##### Estratto scelto #####

Imposte

Iva: panieri, esclusioni, «nero» 130 miliardi fra criticità e riforme

di Marco Mobili

La parola d’ordine del Governo gialloverde è «l’Iva non aumenterà». Una promessa al centro della mozione di maggioranza sul Def 2019 che le Camere voteranno nelle prossime ore. Sentiremo ripetere questo ritornello fino al prossimo autunno, quando la legge di Bilancio entrerà nella fase calda: qui, stando agli impegni, l’Esecutivo proverà a sterilizzare le nuove (e più salate) clausole di salvaguardia inserite nell’ultima manovra. In questo modo verrebbero evitati gli aumenti delle aliquote, già previsti a legislazione vigente: 23,1 miliardi per il 2020 e 28,7 miliardi dal 2021. Cosa realmente farà il Governo è difficile a dirsi. Quel che è certo è che parlare di Iva significa parlare della seconda imposta quanto a gettito: oltre 130 miliardi di euro nell’ultimo anno.

Evasione da record

L’Iva è anche l’imposta più evase con un “tax gap” (la differenza tra quanto dovuto e quanto realmente versato nelle casse dell’Erario) di ben 35 miliardi. Una perdita enorme (si stima un tasso di evasione tra il 26-27%) e che ha la particolarità di generare anche gran parte dell’evasione delle imposte sui redditi.

#####

Requisiti dei compiti –
a) Ricopia dall'articolo sull'Iva tutto ciò che va da "L’Iva è anche" giù fino a "imposte sui redditi.".
b) Per favore, prosegui l'articolo sull'Iva a partire dalla sua ultima frase.

##### Dati mostrati #####

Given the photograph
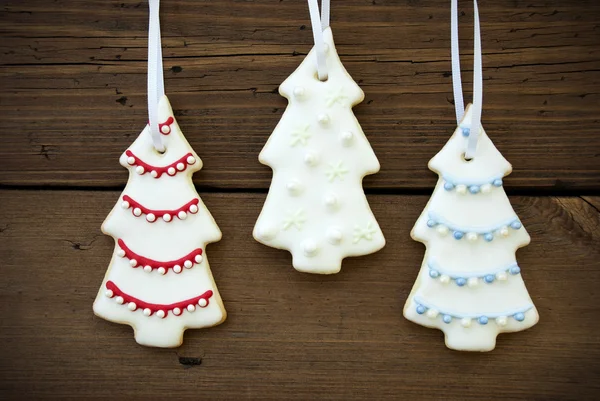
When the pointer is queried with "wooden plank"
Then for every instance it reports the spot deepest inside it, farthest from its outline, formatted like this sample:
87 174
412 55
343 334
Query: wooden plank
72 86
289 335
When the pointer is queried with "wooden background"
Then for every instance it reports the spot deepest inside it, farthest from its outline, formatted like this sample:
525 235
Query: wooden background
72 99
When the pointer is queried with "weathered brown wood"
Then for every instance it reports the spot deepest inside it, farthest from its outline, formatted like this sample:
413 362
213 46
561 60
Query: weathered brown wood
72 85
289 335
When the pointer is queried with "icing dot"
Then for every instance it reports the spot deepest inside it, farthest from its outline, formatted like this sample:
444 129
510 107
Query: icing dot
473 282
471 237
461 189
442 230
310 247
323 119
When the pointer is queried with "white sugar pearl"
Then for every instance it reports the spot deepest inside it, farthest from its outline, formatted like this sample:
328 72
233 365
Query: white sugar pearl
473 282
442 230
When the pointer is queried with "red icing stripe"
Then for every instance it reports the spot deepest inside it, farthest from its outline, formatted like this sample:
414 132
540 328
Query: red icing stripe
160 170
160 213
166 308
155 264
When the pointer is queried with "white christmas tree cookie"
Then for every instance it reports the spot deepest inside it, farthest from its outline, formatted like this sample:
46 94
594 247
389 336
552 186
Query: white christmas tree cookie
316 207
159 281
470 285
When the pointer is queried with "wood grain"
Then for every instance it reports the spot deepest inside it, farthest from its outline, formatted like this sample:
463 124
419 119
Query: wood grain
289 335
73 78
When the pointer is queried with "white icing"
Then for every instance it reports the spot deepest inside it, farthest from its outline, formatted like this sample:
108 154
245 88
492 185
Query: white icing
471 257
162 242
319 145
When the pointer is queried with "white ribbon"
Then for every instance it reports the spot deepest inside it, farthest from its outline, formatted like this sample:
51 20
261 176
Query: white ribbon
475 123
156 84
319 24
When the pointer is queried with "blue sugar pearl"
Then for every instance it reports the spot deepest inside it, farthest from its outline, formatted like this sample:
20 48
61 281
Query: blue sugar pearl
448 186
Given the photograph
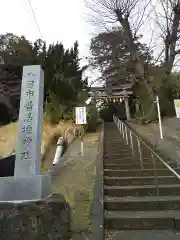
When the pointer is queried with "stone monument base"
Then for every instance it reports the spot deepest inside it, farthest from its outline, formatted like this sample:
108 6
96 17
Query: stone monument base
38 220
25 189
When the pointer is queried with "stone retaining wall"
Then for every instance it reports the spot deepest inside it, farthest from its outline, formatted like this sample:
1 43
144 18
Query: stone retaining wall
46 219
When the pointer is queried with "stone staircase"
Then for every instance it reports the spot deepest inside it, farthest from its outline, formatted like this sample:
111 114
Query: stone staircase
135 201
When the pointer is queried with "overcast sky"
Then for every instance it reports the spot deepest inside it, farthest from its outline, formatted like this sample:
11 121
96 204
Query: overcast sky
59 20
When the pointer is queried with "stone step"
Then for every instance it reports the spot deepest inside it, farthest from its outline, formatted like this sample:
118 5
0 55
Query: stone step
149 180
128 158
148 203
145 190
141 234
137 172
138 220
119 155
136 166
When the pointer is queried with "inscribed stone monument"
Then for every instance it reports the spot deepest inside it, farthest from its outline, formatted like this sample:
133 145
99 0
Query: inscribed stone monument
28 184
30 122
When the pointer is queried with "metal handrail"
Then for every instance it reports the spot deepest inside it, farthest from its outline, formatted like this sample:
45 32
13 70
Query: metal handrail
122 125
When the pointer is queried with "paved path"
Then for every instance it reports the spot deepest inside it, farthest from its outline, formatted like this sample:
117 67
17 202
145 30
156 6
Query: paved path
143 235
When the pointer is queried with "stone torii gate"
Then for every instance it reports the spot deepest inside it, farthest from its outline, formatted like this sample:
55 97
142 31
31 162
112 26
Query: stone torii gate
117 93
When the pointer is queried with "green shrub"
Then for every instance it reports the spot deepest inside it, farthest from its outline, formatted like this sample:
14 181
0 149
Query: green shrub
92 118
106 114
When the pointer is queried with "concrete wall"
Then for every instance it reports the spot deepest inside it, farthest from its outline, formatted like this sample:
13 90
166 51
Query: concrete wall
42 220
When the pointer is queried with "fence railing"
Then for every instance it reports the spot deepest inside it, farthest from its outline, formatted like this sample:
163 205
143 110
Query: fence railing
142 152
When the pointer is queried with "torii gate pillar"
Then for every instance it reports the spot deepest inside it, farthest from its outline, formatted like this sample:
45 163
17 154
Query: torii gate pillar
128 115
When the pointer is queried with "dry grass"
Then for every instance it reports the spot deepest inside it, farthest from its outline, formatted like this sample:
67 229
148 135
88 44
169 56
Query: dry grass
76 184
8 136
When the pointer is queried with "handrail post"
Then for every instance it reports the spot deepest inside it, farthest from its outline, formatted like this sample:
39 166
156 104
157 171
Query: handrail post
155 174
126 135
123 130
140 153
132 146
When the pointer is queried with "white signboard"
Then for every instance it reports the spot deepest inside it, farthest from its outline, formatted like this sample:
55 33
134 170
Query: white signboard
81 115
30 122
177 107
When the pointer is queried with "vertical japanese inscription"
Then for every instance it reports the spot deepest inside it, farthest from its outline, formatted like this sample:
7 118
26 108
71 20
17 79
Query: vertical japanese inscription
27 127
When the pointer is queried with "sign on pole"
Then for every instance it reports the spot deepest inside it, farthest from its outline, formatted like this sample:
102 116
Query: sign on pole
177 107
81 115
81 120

#####

Risposte ai compiti –
a)
L’Iva è anche l’imposta più evase con un “tax gap” (la differenza tra quanto dovuto e quanto realmente versato nelle casse dell’Erario) di ben 35 miliardi. Una perdita enorme (si stima un tasso di evasione tra il 26-27%) e che ha la particolarità di generare anche gran parte dell’evasione delle imposte sui redditi.

b)
Esenzioni sempre più larghe

Tra le criticità dell’Iva vanno segnalati anche i tanti regimi speciali, le esenzioni e le esclusioni. Il più recente paradosso è nell’ultima manovra: da una parte si prevede l’aumento dell’Iva, dall’altro si esonerano completamente dall’imposta oltre 2 milioni di partite Iva con la “flat tax” al 15% per chi ha ricavi o compensi fino a 65mila euro nel 2019 e fino a 100mila euro nel 2020.

Un’imposta europea

L’Imposta sul valore aggiunto è uno dei pochi tributi armonizzati a livello europeo e infatti l’Iva segue le stesse regole in tutti i Paesi Ue. A variare sono le aliquote visto che le regole comunitarie consentono ai singoli Stati di fissare liberamente i livelli, restando entro certi limiti.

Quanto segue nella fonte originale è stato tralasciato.